EXTRACT:
# # #
Requiring two-thirds majority for Parliament to dissolve itself -The Constitutional Madhouse – Part 4
Posted on February 17th, 2019

By C. A. Chandraprema Courtesy The Island

Under Article 70 (1) in the Constitution before the introduction of the 19th Amendment, Parliament could, at any time, pass a resolution by a simple majority requesting the President to dissolve Parliament. However, after Article 70(1) was amended Parliament cannot under any circumstances be dissolved until the lapse of four and a half years of its five year term unless Parliament requests the President to dissolve Parliament by a resolution passed by not less than two-thirds of the whole number of members (including those not present), voting in its favour. Under both the old article 70 (1) and the new one, even if Parliament passes a resolution requesting the President to dissolve Parliament, the final decision on whether to accede to the request made by Parliament will rest with the President.


What is the rationale for prohibiting Parliament from requesting dissolution of itself by a simple majority and making a two thirds majority mandatory just to make a non-binding request to the President? It’s not as if MPs like whales suddenly manifest a need to beach themselves for no apparent reason. We have had many Parliaments since Independence and so far as this writer knows not a single Parliament has passed a resolution recommending the dissolution of itself. Such instances will be equally rare in all countries that have supreme legislatures called Parliaments. Then why this need to protect the tenure of Parliament from the MPs themselves by making a special majority mandatory just to recommend dissolution of itself?

One could justify limiting the ability of the executive President to dissolve Parliament on the grounds that he or she is outside Parliament and elected separately and if the President is from one political party and Parliament is controlled by another, such a restriction will provide a measure of protection for parliamentary government. In 2004, President Chandrika Kumaratunga dissolved Parliament and held a general election entirely at her discretion. In 2004, there were none of the situations, in which a Parliament may be dissolved before completing its term. No government has lost a vote on a no-confidence motion. No government has lost a vote on the budget. The then UNP government led by Prime Minister Ranil Wickremesinghe had not lost its majority in Parliament either.

What happened in 2004 is that Kumaratunga had the presidential power to dissolve Parliament and she used it. All that may have happened is that the UNP after having been elected to power in December 2001, had lost some of its popularity. Furthermore, according to the results of the 2001 December Parliamentary election, The People’s Alliance vote, when combined with the JVP vote, exceeded the UNP vote. So, when a partnership was brokered between the PA and the JVP to form the United People’s Freedom Alliance, (UPFA) the UNP’s goose was cooked simply on the arithmetic. It was this political assessment that the UNP will not be able to win a Parliamentary election when the PA and JVP joined forces that led to the dissolution and Parliamentary election of 2004. (It may be pertinent to say as an aside that the JVP, which was at the forefront of opposing the dissolution of Parliament on November 9, 2018, was fully supportive of the dissolution that took place in 2004. In fact, it was following that dissolution that the JVP won 40 seats in Parliament contesting on the UPFA ticket!)
# # #
REQUIRED WORK: Continue the article on Parliament's dissolution from its last sentence. The listing comes from a separate source and is unrelated to the article on Parliament's dissolution.

PROVIDED INFORMATION:
# # #
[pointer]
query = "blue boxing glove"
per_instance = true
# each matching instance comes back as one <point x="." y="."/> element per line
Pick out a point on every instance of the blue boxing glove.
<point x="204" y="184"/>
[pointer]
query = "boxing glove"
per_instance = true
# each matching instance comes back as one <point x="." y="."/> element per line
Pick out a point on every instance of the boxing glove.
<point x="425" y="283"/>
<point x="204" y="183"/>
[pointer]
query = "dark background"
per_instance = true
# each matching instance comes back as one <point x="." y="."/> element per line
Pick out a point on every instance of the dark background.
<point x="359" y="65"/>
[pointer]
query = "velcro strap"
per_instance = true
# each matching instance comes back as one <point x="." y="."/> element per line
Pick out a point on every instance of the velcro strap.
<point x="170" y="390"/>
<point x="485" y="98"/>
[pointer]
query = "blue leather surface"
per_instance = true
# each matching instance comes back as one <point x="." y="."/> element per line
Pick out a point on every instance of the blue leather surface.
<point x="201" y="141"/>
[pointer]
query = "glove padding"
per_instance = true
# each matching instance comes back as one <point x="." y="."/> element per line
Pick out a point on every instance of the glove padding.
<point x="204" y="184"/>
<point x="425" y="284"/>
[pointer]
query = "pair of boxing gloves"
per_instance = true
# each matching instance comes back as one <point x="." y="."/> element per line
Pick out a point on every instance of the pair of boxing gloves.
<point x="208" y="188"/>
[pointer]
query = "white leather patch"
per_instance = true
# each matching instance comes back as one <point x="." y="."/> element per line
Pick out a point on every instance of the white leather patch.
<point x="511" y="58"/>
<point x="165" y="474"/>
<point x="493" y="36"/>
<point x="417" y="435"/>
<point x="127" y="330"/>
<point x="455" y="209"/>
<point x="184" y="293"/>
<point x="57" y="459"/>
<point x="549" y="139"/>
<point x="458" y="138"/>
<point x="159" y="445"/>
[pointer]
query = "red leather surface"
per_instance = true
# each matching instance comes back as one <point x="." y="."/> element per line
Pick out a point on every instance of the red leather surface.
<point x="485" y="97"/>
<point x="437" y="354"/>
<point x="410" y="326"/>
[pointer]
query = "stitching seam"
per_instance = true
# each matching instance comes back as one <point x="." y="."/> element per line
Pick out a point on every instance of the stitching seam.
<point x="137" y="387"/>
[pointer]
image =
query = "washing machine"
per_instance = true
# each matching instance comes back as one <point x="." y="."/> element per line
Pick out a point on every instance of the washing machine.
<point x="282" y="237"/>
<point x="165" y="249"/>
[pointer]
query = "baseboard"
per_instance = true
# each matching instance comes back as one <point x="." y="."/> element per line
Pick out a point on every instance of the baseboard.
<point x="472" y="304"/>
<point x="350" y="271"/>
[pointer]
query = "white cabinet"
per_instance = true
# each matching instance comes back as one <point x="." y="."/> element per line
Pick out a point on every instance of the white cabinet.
# # #
ANSWER TO THE TASK:
Opportunity to play ducks and drakes with govt.

One has to acknowledge that the dissolution of Parliament, in 2004, by the then executive President was based entirely on cynical political calculations. So one can perhaps forgive the aggrieved party if they as a knee-jerk reaction to the events of 2004, resolved to block the President’s power to dissolve Parliament. To do so, they went to the extent of misleading the public as well as the Supreme Court, as pointed out in the previous article in this series which appeared, on Feb. 08. However, it has to be pointed out that they have been a tad more successful in their endeavor than they should have been. Knee-jerk reactions are not based on reason, and the lesson we have to learn here is that no knee-jerk reaction should ever be incorporated into the Constitution.

The 19th Amendment has not only prohibited the President from dissolving Parliament until the lapse of four and a half years of its five-year term but has also effectively prohibited Parliament from recommending dissolution of itself by making it mandatory to have a two thirds majority even to make a non-binding request to the President to dissolve Parliament. This is an irrational and dangerous restriction. The primary responsibility for maintain stability in the country falls on the government of the day. If the President is deprived of the discretionary power to dissolve Parliament, the Prime Minister and Cabinet should have the power to recommend dissolution of Parliament to the President in order to have fresh elections. Or, at the very least, Parliament should be able to recommend dissolution of itself with a simple majority.

By making it mandatory to have a two thirds majority in Parliament to make any such recommendation, the 19th Amendment has brought about a very dangerous situation where the opposition can play ducks and drakes with a government. In Sri Lanka, now under the 19th Amendment, Parliament cannot be dissolved for any reason without a two thirds majority. If a government loses the budget, a no-confidence motion or the statement of government policy, that would be a sign that they have lost their majority in parliament but they will still officially be the government. The government cannot recommend that parliament be dissolved and fresh elections called because it will need the cooperation of the opposition for that purpose. The opposition can by failing to provide that majority, bring about a situation where the government is both unable to govern or to bow out.

Under such circumstances, it is the government that loses face. In the late 1980s, the JVP’s strategy to destroy the UNP government of the day was to ensure, through a widespread campaign or terror that the government, could not govern the country. The same result can be achieved without firing a single shot or beheading anybody under the 19th Amendment simply by not providing the necessary number of votes to dissolve Parliament and to hold fresh elections. MPs can simply absent themselves the way they did during the last meeting of the Constitutional Assembly. If just a few MPs go abroad or have other engagements, the government of the day will have to flounder on without being able to govern or to give up. One option open to them will be to simply resign en masse and leave the task of forming a new government to the President.

However, under the 19th Amendment even the President cannot dissolve parliament unless he is requested to do so by a resolution passed with a two thirds majority in Parliament.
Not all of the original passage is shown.